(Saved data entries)
━━━━━━━━━━━━━━━━━━━━━━━━━━━━━━
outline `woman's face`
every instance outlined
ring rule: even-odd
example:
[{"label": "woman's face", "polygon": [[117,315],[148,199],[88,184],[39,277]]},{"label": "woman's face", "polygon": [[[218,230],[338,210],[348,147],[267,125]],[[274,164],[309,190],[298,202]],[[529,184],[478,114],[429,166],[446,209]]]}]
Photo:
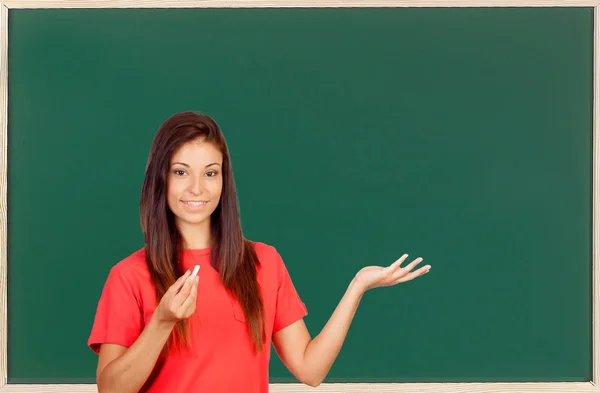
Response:
[{"label": "woman's face", "polygon": [[175,151],[167,176],[167,203],[179,228],[210,228],[223,188],[222,165],[221,151],[203,139]]}]

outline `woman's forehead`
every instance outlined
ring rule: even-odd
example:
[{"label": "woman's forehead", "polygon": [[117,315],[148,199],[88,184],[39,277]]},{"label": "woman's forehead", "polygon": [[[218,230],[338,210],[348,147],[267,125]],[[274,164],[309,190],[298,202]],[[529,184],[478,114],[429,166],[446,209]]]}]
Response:
[{"label": "woman's forehead", "polygon": [[211,163],[221,164],[221,150],[212,142],[194,140],[180,146],[171,157],[171,164],[180,162],[189,166],[206,166]]}]

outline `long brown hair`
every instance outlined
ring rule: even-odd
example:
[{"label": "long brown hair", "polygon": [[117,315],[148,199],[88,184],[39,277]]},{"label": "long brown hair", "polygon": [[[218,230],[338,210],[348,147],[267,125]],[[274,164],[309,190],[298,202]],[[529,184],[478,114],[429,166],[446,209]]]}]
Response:
[{"label": "long brown hair", "polygon": [[[156,299],[160,301],[167,289],[184,273],[180,261],[182,237],[167,204],[170,161],[181,145],[199,138],[213,143],[223,155],[221,199],[210,217],[210,263],[219,272],[224,287],[240,302],[251,339],[256,350],[261,351],[265,330],[264,306],[256,279],[259,261],[252,243],[242,234],[225,137],[217,123],[203,114],[183,112],[171,116],[158,129],[150,148],[141,192],[140,223]],[[187,345],[188,342],[188,321],[178,321],[163,354],[174,345]]]}]

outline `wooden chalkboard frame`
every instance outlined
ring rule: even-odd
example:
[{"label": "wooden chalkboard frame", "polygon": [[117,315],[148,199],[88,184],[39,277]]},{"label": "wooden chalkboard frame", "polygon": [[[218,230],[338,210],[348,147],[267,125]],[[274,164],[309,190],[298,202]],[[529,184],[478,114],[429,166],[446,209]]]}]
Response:
[{"label": "wooden chalkboard frame", "polygon": [[25,8],[282,8],[282,7],[593,7],[593,370],[589,382],[562,383],[324,383],[314,389],[302,384],[273,384],[283,392],[431,392],[600,393],[600,0],[0,0],[0,393],[97,392],[95,384],[7,383],[7,107],[8,11]]}]

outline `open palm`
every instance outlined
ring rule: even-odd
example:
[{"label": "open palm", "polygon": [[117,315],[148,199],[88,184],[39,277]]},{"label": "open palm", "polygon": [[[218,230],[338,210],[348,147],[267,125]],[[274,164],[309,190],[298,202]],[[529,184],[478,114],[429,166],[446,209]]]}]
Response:
[{"label": "open palm", "polygon": [[372,288],[392,286],[412,280],[429,272],[429,269],[431,269],[430,265],[425,265],[413,271],[423,258],[417,258],[405,267],[400,267],[407,257],[408,255],[404,254],[400,259],[387,267],[364,267],[356,274],[355,281],[366,291]]}]

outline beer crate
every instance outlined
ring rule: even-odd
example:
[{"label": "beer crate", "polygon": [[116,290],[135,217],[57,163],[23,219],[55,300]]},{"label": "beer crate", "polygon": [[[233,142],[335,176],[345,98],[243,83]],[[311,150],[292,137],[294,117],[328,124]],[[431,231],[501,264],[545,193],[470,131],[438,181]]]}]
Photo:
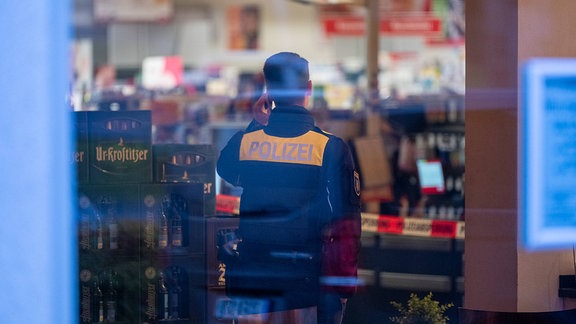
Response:
[{"label": "beer crate", "polygon": [[157,183],[202,183],[204,215],[216,213],[216,150],[208,144],[156,144],[153,178]]},{"label": "beer crate", "polygon": [[204,185],[140,185],[141,251],[146,258],[204,253]]},{"label": "beer crate", "polygon": [[160,257],[140,267],[141,323],[205,323],[203,257]]},{"label": "beer crate", "polygon": [[134,184],[78,187],[78,240],[82,257],[139,254],[137,199],[138,185]]},{"label": "beer crate", "polygon": [[72,113],[72,123],[76,141],[72,151],[71,162],[76,169],[78,184],[88,183],[88,120],[87,112],[76,111]]},{"label": "beer crate", "polygon": [[89,182],[152,182],[150,111],[90,111],[87,117]]},{"label": "beer crate", "polygon": [[218,246],[234,245],[238,217],[215,216],[206,218],[206,285],[209,288],[226,287],[226,264],[218,258]]},{"label": "beer crate", "polygon": [[79,323],[137,323],[140,282],[137,258],[110,258],[106,263],[80,260]]}]

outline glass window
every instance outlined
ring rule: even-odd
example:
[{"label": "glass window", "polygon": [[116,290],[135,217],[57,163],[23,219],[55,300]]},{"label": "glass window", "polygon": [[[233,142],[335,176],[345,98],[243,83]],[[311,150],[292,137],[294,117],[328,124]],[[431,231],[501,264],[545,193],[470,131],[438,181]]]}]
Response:
[{"label": "glass window", "polygon": [[74,1],[80,322],[456,318],[464,0],[377,3]]}]

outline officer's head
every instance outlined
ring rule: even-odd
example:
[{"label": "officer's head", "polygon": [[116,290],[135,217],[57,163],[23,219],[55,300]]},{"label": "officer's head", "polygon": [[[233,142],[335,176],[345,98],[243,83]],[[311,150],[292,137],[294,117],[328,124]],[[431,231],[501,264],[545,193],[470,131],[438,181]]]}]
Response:
[{"label": "officer's head", "polygon": [[264,63],[264,79],[269,98],[280,105],[304,105],[312,83],[308,61],[296,53],[280,52]]}]

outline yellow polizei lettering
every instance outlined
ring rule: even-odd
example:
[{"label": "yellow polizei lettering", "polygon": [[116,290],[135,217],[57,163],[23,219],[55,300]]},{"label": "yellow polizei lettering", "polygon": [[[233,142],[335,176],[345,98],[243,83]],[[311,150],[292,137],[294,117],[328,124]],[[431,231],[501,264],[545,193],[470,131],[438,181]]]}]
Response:
[{"label": "yellow polizei lettering", "polygon": [[325,135],[308,132],[298,137],[276,137],[263,130],[244,135],[240,160],[322,165],[328,143]]}]

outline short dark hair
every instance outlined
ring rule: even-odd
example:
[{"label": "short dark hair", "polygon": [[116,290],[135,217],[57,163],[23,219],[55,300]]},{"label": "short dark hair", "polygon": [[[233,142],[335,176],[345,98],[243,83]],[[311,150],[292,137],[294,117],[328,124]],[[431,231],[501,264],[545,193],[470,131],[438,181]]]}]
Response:
[{"label": "short dark hair", "polygon": [[308,61],[292,52],[280,52],[264,63],[264,79],[268,95],[279,104],[303,99],[308,89]]}]

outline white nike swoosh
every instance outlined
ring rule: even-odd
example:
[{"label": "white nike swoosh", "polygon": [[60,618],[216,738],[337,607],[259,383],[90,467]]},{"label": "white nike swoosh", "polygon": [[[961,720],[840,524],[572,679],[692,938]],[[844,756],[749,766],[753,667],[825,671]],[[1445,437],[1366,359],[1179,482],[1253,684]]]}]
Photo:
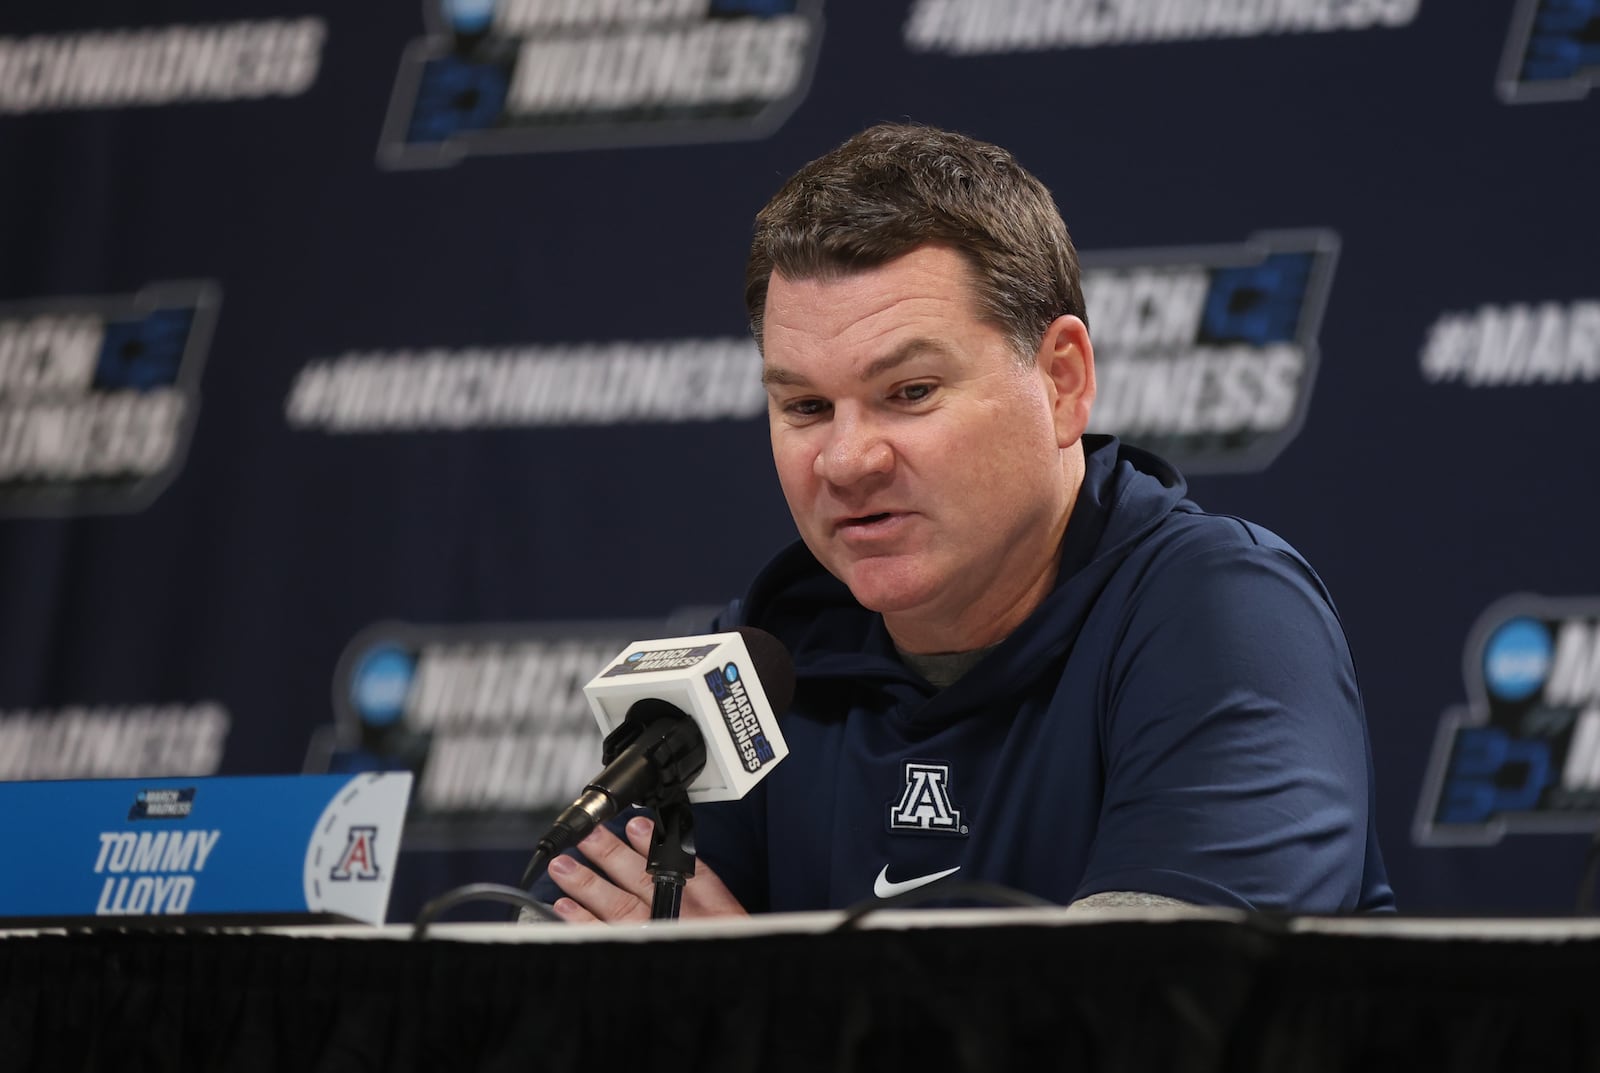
━━━━━━━━━━━━━━━━━━━━━━━━━━━━━━
What you should do » Repeat every record above exactly, except the pictures.

Answer to the problem »
outline `woman's face`
every instance outlined
ring rule: even-odd
example:
[{"label": "woman's face", "polygon": [[117,315],[148,199],[88,184],[39,277]]},{"label": "woman's face", "polygon": [[[218,230],[338,210],[348,147],[267,125]],[[274,164],[309,190],[298,202]],[[529,184],[478,114],[429,166],[446,209]]]}]
Photo:
Response:
[{"label": "woman's face", "polygon": [[175,151],[167,176],[167,203],[179,228],[210,228],[223,188],[222,165],[221,151],[203,139]]}]

outline `woman's forehead`
every instance outlined
ring rule: even-odd
example:
[{"label": "woman's forehead", "polygon": [[117,315],[148,199],[88,184],[39,277]]},{"label": "woman's forehead", "polygon": [[[218,230],[338,210],[348,147],[267,125]],[[274,164],[309,190],[298,202]],[[529,184],[478,114],[429,166],[446,209]]]}]
Response:
[{"label": "woman's forehead", "polygon": [[211,163],[221,164],[221,150],[212,142],[194,140],[180,146],[171,157],[171,164],[180,162],[189,166],[206,166]]}]

outline `long brown hair`
every instance outlined
ring rule: even-odd
example:
[{"label": "long brown hair", "polygon": [[117,315],[148,199],[88,184],[39,277]]},{"label": "long brown hair", "polygon": [[[218,230],[338,210],[348,147],[267,125]],[[274,164],[309,190],[298,202]],[[529,184],[478,114],[429,166],[446,209]]]}]
Response:
[{"label": "long brown hair", "polygon": [[[156,299],[160,301],[167,289],[184,273],[180,261],[182,237],[167,204],[170,161],[181,145],[199,138],[213,143],[223,155],[221,199],[210,217],[210,263],[219,272],[224,287],[240,302],[251,339],[256,350],[261,351],[265,330],[264,306],[256,279],[259,261],[252,243],[242,234],[225,137],[217,123],[203,114],[183,112],[171,116],[158,129],[150,148],[141,192],[140,223]],[[187,345],[188,342],[188,321],[178,321],[163,354],[174,345]]]}]

outline `wooden chalkboard frame`
every instance outlined
ring rule: even-odd
example:
[{"label": "wooden chalkboard frame", "polygon": [[117,315],[148,199],[88,184],[39,277]]},{"label": "wooden chalkboard frame", "polygon": [[[218,230],[338,210],[348,147],[267,125]],[[274,164],[309,190],[298,202]],[[529,184],[478,114],[429,166],[446,209]]]}]
Response:
[{"label": "wooden chalkboard frame", "polygon": [[25,8],[282,8],[282,7],[593,7],[593,370],[589,382],[562,383],[324,383],[314,389],[302,384],[273,384],[283,392],[431,392],[600,393],[600,0],[0,0],[0,393],[97,392],[95,384],[7,383],[7,107],[8,11]]}]

outline `open palm`
every instance outlined
ring rule: even-odd
example:
[{"label": "open palm", "polygon": [[117,315],[148,199],[88,184],[39,277]]},{"label": "open palm", "polygon": [[[218,230],[338,210],[348,147],[267,125]],[[274,164],[309,190],[298,202]],[[529,184],[478,114],[429,166],[446,209]]]}]
Response:
[{"label": "open palm", "polygon": [[372,288],[392,286],[412,280],[429,272],[429,269],[431,269],[430,265],[425,265],[413,271],[423,258],[417,258],[405,267],[400,267],[407,257],[408,255],[404,254],[400,259],[387,267],[364,267],[356,274],[355,281],[366,291]]}]

outline beer crate
every instance outlined
ring rule: even-odd
example:
[{"label": "beer crate", "polygon": [[116,290],[135,217],[57,163],[23,219],[55,300]]},{"label": "beer crate", "polygon": [[[233,142],[335,176],[345,98],[243,83]],[[311,150],[292,137],[294,117],[328,124]],[[431,231],[501,264],[545,193],[470,131],[438,181]]]}]
Photo:
Response:
[{"label": "beer crate", "polygon": [[157,183],[202,183],[204,215],[216,213],[216,150],[208,144],[156,144],[153,178]]},{"label": "beer crate", "polygon": [[204,185],[140,185],[141,251],[146,258],[204,253]]},{"label": "beer crate", "polygon": [[160,257],[140,267],[141,323],[205,323],[203,257]]},{"label": "beer crate", "polygon": [[134,184],[78,187],[78,240],[82,257],[139,254],[137,199],[138,185]]},{"label": "beer crate", "polygon": [[72,113],[72,123],[76,141],[72,151],[71,162],[76,169],[78,184],[88,183],[88,120],[87,112],[76,111]]},{"label": "beer crate", "polygon": [[89,182],[152,182],[150,111],[90,111],[87,117]]},{"label": "beer crate", "polygon": [[218,246],[234,245],[238,217],[215,216],[206,218],[206,285],[209,288],[226,287],[226,264],[218,258]]},{"label": "beer crate", "polygon": [[79,323],[137,323],[140,282],[137,258],[110,258],[106,263],[80,260]]}]

outline glass window
every instance outlined
ring rule: even-odd
example:
[{"label": "glass window", "polygon": [[116,290],[135,217],[57,163],[23,219],[55,300]]},{"label": "glass window", "polygon": [[[233,142],[335,176],[345,98],[243,83]],[[311,150],[292,137],[294,117],[328,124]],[[431,231],[501,264],[545,193],[470,131],[438,181]]]}]
Response:
[{"label": "glass window", "polygon": [[74,1],[80,322],[456,318],[464,0],[377,3]]}]

outline officer's head
every instance outlined
ring rule: even-odd
example:
[{"label": "officer's head", "polygon": [[116,290],[135,217],[57,163],[23,219],[55,300]]},{"label": "officer's head", "polygon": [[[233,142],[335,176],[345,98],[243,83]],[[311,150],[292,137],[294,117],[328,124]],[[431,231],[501,264],[545,193],[470,131],[438,181]]]}]
Response:
[{"label": "officer's head", "polygon": [[264,63],[264,79],[269,98],[280,105],[304,105],[312,83],[308,61],[296,53],[280,52]]}]

outline yellow polizei lettering
every instance outlined
ring rule: even-odd
example:
[{"label": "yellow polizei lettering", "polygon": [[116,290],[135,217],[57,163],[23,219],[55,300]]},{"label": "yellow polizei lettering", "polygon": [[[233,142],[335,176],[345,98],[243,83]],[[311,150],[292,137],[294,117],[328,124]],[[431,231],[501,264],[545,193],[470,131],[438,181]]]}]
Response:
[{"label": "yellow polizei lettering", "polygon": [[325,135],[308,132],[298,137],[276,137],[263,130],[244,135],[240,160],[322,165],[328,143]]}]

outline short dark hair
every instance outlined
ring rule: even-odd
example:
[{"label": "short dark hair", "polygon": [[116,290],[135,217],[57,163],[23,219],[55,300]]},{"label": "short dark hair", "polygon": [[[233,142],[335,176],[345,98],[243,83]],[[311,150],[292,137],[294,117],[328,124]],[[431,231],[501,264],[545,193],[470,131],[438,181]]]}]
Response:
[{"label": "short dark hair", "polygon": [[308,61],[292,52],[280,52],[264,63],[264,79],[268,95],[279,104],[303,99],[308,89]]}]

outline white nike swoosh
every instance outlined
ring rule: even-odd
example:
[{"label": "white nike swoosh", "polygon": [[60,618],[216,738],[337,607],[259,383],[90,467]]},{"label": "white nike swoosh", "polygon": [[[961,720],[840,524],[572,679],[692,938]],[[844,756],[749,766],[753,667],[825,671]],[[1445,437],[1366,359],[1179,482],[1253,684]]]}]
Photo:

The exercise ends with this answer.